---------- GEGEVEN TEKST ----------

[overzicht] [activiteiten] [ongeplande activiteiten] [besluiten] [commissies] [geschenken] [kamerleden] [kamerstukdossiers] [open vragen]
[toezeggingen] [stemmingen] [verslagen] [🔍 uitgebreid zoeken] [wat is dit?]

Bijlage 1: Wanneer wordt er geen ouderbijdrage geïnd en wat zijn de mogelijkheden van de hardheidsclausule?

Bijlage

Nummer: 2015D06618, datum: 2015-02-24, bijgewerkt: 2024-02-19 10:56, versie: 1

Directe link naar document (.docx), link naar pagina op de Tweede Kamer site.

Bijlage bij: Toezeggingen over de ouderbijdrage (2015D06615)

Preview document (🔗 origineel)


Bijlage 1: Wanneer wordt er geen ouderbijdrage geïnd en wat zijn de mogelijkheden van de hardheidsclausule?

In de Jeugdwet is een vangnet gecreëerd dat er voor zorgt dat in bepaalde situaties geen ouderbijdrage wordt gevraagd. Het vangnet bestaat uit uitzonderingssituaties, uitzonderingsgronden en de hardheidsclausule.

Uitzonderingssituaties en uitzonderingsgronden

Het eerste deel van het vangnet gaat over de volgende situaties:

  1. Adoptieouders die in het proces van de adoptie zitten

  2. Ouders waarvan het gezag is beëindigd

  3. Jeugdhulp in een acute noodsituatie voor ten hoogste 6 weken.

  4. Als de rechter een alimentatiebijdrage oplegt

Bij deze situaties is er geen bijdrageplicht. De gemeente geeft voor deze situaties geen gegevens over de jeugdhulp door aan het CAK.

----------

◆ OPDRACHT 1:
Hoe lang mag jeugdhulp in een acute noodsituatie volgens de tekst over de ouderbijdrage ten hoogste duren?
◆ OPDRACHT 2:
Geef per uitspraak aan of die klopt met de tekst over de ouderbijdrage, met ja of nee en de woorden uit de tekst die de doorslag geven: (a) Het vangnet bestaat uit drie onderdelen, waaronder de hardheidsclausule. (b) Bij de genoemde situaties stuurt de gemeente gegevens over de jeugdhulp naar het CAK. (c) Ouders waarvan het gezag is beëindigd, hebben geen bijdrageplicht.
De rijen hebben geen verband met de tekst.

---------- GEGEVENS ----------

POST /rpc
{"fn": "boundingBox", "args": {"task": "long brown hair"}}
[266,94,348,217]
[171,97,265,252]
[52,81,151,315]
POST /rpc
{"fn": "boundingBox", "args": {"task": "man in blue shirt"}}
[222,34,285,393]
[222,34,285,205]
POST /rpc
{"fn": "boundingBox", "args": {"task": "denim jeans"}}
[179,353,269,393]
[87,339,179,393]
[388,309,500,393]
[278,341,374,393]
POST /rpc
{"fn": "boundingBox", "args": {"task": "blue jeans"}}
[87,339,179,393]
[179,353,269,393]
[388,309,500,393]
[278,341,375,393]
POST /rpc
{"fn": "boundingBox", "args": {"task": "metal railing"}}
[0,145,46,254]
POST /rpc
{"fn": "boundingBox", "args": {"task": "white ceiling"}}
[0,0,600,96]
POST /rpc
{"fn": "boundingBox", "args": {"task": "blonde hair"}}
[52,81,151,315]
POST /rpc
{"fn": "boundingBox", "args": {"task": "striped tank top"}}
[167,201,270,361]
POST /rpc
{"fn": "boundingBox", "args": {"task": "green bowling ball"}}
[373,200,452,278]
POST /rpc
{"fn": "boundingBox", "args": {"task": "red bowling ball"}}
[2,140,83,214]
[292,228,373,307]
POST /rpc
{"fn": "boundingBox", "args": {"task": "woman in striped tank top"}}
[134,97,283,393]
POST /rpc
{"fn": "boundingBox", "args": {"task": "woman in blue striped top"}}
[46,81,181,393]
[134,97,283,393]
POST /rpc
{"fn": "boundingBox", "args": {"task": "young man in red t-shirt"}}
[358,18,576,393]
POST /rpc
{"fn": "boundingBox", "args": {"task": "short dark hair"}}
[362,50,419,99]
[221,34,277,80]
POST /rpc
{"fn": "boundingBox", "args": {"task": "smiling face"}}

----------

◆ VOLLEDIG ANTWOORD 1:
Ten hoogste 6 weken.

◆ VOLLEDIG ANTWOORD 2:
(a) Ja: "Het vangnet bestaat uit uitzonderingssituaties, uitzonderingsgronden en de hardheidsclausule."
(b) Nee: "De gemeente geeft voor deze situaties geen gegevens over de jeugdhulp door aan het CAK."
(c) Ja: "Ouders waarvan het gezag is beëindigd" en "Bij deze situaties is er geen bijdrageplicht."